> _İstenen_: Aşağıdaki kayıtlardan "cluster" dizesini içeren bütün satırları çıkarın. Büyük ve küçük harf ayrımı dikkate alınmalıdır.

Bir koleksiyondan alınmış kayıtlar
----

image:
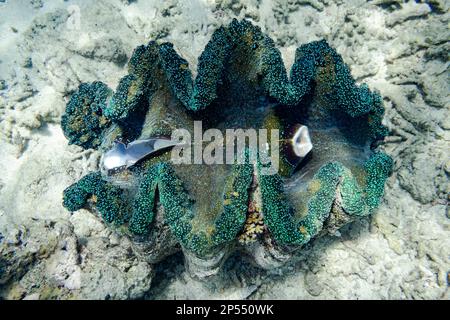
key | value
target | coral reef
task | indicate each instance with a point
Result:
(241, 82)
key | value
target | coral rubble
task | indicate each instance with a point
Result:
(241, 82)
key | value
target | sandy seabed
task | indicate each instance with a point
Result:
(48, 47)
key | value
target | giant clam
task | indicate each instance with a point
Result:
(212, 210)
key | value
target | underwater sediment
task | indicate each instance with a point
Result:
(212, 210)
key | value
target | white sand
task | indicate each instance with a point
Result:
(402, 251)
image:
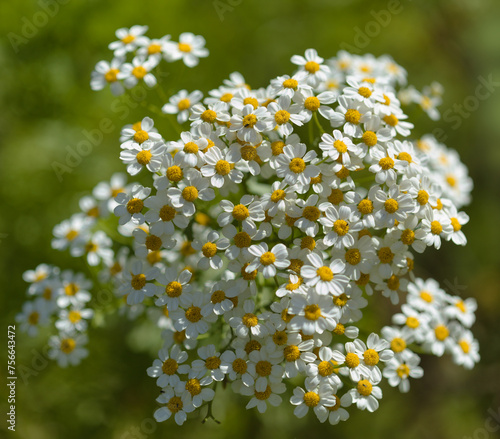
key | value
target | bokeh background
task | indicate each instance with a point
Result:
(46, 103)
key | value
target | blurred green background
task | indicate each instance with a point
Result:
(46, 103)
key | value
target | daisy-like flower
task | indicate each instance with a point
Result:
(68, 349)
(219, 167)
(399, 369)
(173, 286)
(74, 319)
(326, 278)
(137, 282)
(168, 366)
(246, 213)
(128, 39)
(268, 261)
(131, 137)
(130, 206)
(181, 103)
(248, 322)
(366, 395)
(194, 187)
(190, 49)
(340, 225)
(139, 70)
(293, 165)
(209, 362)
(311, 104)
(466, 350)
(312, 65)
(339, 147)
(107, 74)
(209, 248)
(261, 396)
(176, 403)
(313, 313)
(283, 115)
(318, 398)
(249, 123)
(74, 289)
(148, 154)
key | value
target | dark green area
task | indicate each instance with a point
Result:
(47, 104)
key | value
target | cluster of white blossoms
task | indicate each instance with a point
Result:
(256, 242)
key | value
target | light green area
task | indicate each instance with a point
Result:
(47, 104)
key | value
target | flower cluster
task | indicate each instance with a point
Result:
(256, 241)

----

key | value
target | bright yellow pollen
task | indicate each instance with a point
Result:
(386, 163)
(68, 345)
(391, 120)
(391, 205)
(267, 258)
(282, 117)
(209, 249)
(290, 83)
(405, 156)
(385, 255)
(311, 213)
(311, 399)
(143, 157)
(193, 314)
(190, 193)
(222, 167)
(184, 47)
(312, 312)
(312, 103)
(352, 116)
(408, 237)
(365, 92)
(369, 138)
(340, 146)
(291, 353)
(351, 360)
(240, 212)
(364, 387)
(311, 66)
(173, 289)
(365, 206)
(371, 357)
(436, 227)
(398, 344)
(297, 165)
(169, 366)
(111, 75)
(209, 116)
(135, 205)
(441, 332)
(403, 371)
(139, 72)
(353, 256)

----

> _Doğru yanıt_:
target | cluster of white blossoms
target | flower cluster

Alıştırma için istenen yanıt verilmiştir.